===== Fragmento

Los abusos, los severos castigos de padres y educadores, la violencia intrafamiliar, son otros componentes de los estallidos violentos. Son patrones aprendidos y repetitivos: los niños abusados o testigos permanentes de abusos no conocen otro modo de expresión y son más propensos a ser reproductores de violencia. La mayoría de las veces estos actos son mantenidos en secreto por razones de lazos familiares o por relaciones de vecindario: son ollas de presión que están listas para explotar.

No se puede negar los cambios positivos que se han producido en la sociedad: entre otros, las mujeres están adquiriendo mejores niveles de educación y éstas sobrepasan el número de hombres en las universidades. Estas evoluciones generan inseguridad y agresividad en hombres que no se acostumbran a los nuevos patrones de relación que se instauran. Menos sujetadas al poder económico masculino las mujeres padecen en primera línea la crisis de la masculinidad machista de sus compañeros que se traduce en el auge de los feminicidios.

==========

» **Enunciado**
Responda estas preguntas sobre el fragmento:
1. ¿Por qué razones se mantienen en secreto la mayoría de las veces los actos de abuso y violencia?
2. ¿Quiénes sobrepasan en número a los hombres en las universidades?
3. ¿En qué se traduce la crisis de la masculinidad machista?

===== Registros de datos

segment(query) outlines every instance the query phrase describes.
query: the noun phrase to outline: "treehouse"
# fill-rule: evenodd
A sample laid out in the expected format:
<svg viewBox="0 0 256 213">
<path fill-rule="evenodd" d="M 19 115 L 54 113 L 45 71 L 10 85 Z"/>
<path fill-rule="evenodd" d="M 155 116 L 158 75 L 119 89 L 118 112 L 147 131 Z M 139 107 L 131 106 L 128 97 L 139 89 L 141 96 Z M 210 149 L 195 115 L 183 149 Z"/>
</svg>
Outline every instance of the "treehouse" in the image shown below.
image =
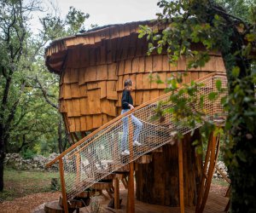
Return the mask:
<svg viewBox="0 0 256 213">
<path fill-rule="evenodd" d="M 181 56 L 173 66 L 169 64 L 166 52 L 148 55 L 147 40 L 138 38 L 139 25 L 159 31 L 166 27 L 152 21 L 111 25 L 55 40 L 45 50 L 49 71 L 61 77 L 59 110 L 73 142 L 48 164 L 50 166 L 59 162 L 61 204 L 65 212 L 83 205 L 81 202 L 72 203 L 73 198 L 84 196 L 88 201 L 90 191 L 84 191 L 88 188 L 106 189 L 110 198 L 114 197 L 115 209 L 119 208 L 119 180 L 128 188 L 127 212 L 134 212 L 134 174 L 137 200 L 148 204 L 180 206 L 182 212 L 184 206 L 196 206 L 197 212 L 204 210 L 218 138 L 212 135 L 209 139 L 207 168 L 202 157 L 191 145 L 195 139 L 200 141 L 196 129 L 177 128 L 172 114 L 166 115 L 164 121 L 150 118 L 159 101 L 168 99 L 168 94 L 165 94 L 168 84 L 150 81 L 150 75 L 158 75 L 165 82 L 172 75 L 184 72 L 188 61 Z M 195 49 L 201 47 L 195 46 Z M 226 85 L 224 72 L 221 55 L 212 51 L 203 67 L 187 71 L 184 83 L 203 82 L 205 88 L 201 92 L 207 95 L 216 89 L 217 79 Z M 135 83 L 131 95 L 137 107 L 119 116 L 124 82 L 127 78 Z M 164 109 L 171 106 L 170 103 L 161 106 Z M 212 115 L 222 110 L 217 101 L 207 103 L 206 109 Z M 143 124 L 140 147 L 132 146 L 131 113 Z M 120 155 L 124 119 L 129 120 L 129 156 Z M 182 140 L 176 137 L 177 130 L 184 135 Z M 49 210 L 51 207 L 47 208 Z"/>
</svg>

==========
===== Registros de datos

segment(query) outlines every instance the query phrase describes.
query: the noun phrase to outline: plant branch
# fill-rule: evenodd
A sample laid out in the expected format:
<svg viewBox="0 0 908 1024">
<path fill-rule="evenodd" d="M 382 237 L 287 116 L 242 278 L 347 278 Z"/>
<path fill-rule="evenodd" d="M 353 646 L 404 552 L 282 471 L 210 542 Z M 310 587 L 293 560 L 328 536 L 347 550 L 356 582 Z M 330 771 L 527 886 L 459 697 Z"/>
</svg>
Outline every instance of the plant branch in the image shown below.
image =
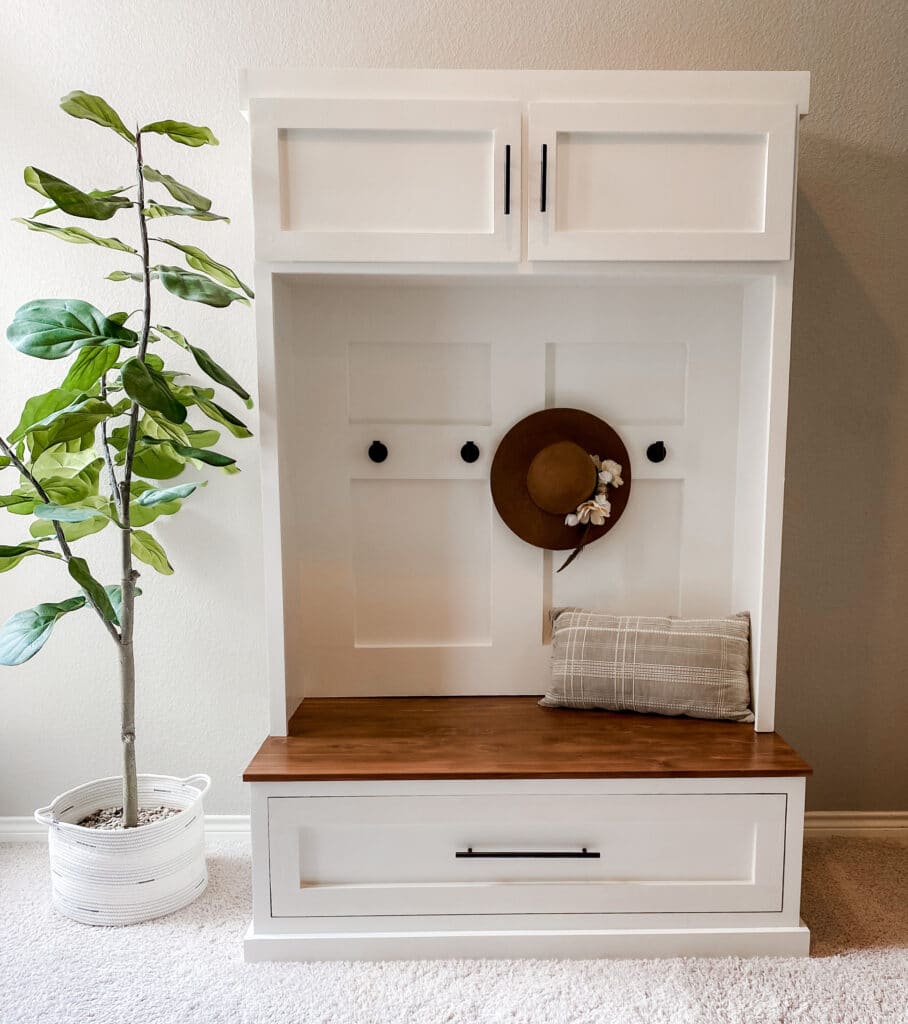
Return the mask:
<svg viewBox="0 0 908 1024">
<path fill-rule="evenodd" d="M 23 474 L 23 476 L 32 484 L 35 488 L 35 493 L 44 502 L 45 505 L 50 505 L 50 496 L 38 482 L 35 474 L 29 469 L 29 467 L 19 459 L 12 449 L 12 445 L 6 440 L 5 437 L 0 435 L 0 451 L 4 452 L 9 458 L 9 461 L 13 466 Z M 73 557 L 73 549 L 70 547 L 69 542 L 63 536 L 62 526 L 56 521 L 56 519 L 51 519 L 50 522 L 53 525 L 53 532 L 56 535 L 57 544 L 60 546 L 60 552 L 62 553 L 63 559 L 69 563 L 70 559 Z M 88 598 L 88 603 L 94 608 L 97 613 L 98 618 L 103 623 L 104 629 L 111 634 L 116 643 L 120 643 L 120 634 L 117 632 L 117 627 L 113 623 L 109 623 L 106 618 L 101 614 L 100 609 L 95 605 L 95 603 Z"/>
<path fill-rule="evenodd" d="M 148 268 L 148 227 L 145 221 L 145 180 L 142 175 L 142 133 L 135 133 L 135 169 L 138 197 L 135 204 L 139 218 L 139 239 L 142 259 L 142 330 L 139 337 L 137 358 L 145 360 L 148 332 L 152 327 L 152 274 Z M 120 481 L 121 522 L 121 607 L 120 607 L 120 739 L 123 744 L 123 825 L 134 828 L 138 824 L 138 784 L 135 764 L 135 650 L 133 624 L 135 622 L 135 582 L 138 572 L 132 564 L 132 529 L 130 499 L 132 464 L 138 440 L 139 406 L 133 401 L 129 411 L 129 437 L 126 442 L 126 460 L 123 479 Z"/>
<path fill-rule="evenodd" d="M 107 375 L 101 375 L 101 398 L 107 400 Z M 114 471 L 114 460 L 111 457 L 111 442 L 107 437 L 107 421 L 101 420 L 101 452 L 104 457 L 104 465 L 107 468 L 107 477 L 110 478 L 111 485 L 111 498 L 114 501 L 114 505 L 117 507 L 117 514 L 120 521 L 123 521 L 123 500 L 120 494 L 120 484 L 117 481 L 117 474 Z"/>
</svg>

==========
===== Registros de datos

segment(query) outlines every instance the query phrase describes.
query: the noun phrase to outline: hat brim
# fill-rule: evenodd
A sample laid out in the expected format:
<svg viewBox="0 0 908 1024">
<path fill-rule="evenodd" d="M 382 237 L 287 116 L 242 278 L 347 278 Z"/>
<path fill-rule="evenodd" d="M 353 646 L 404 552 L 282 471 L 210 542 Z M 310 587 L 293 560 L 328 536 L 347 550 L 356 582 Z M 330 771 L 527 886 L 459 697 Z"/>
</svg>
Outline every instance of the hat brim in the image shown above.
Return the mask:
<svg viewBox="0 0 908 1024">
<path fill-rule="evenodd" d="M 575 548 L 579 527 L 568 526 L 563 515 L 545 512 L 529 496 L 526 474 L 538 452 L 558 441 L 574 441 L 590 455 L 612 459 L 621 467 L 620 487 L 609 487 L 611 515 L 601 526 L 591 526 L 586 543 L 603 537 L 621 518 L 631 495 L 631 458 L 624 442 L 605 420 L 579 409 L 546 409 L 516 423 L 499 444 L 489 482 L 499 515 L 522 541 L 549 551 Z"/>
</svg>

==========

» **Solución**
1. Por razones de lazos familiares o por relaciones de vecindario.
2. Las mujeres.
3. En el auge de los feminicidios.